**DIRECTIONS:** Rewrite the rows that begin at the line containing "Every instance of the red" and run through the end of the records, keeping every request line as is and scaling each coordinate in the answers by 0.8, rounded to the nearest whole number with halves rounded up. Leave the pictures out of your answer.

Coordinate annotation rows
>> Start
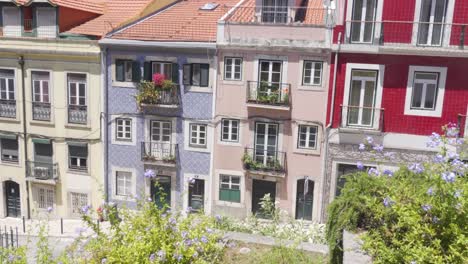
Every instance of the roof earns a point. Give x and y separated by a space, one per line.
311 14
183 22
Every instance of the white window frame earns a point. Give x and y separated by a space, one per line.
379 89
232 67
230 127
437 112
448 23
312 73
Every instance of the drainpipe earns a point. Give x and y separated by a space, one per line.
106 118
327 130
25 133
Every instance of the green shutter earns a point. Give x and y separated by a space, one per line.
147 71
120 70
136 71
175 73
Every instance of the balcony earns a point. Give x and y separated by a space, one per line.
413 34
41 111
8 108
268 95
77 114
42 171
158 152
361 118
265 162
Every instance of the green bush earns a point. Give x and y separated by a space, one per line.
417 214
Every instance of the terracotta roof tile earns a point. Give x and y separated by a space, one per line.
183 21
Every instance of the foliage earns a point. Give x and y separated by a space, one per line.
417 214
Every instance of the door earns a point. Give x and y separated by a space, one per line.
304 199
269 79
266 143
431 22
160 145
13 203
361 105
160 191
363 17
197 195
259 190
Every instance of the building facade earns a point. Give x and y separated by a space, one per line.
399 77
271 107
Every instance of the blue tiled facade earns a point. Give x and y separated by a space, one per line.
121 101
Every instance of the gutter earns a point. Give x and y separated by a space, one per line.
25 134
327 132
156 44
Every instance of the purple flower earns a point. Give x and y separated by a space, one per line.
388 202
359 165
373 172
426 207
416 168
150 173
388 172
430 191
448 177
378 148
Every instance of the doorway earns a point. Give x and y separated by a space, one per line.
259 190
13 203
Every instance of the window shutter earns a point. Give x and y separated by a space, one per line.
187 74
175 73
136 71
147 71
119 70
204 73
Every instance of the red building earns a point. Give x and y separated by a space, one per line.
399 72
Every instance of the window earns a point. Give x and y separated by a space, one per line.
198 135
123 129
9 149
230 130
432 22
229 188
312 73
78 201
127 70
123 183
78 157
307 138
45 198
424 95
196 74
233 69
7 85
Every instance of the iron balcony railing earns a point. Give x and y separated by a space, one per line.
268 93
406 32
159 151
264 159
77 114
41 111
42 170
361 117
8 108
165 97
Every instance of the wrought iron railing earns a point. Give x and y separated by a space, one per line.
42 170
41 111
361 117
77 114
8 108
264 159
268 93
159 151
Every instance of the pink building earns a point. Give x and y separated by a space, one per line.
271 99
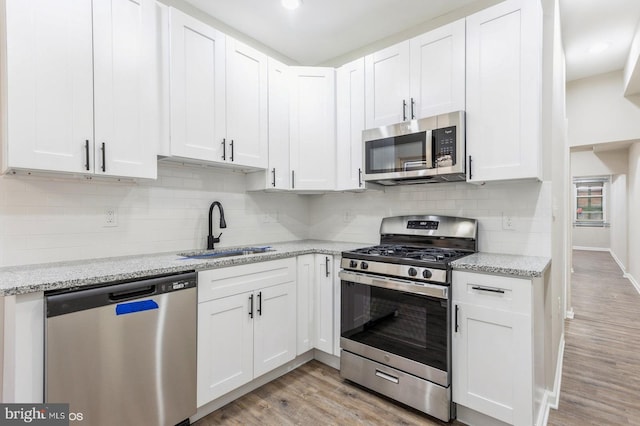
>> End
**FINISHED EXERCISE:**
Every instance of the red building earns a point. Give x and y separated by a space, one per line.
319 58
Every instance of the window earns a point. Give x and y separated by a space, one per line.
158 108
98 103
7 119
184 104
346 18
183 150
250 58
62 161
102 56
98 146
62 126
246 110
36 158
339 76
157 59
186 55
6 68
Every instance of the iron balcony railing earns a point. Give x and y separated by a space, one per line.
214 74
325 26
127 121
211 127
62 91
33 89
34 136
289 94
6 86
132 78
Every instance of the wrought iron railing earns a point. Give x and y separated by a space, one per line.
34 136
33 89
289 94
62 91
6 86
211 127
214 74
127 121
Every instance of the pink building earns a point. Give x and y separated by a space, one per line.
217 79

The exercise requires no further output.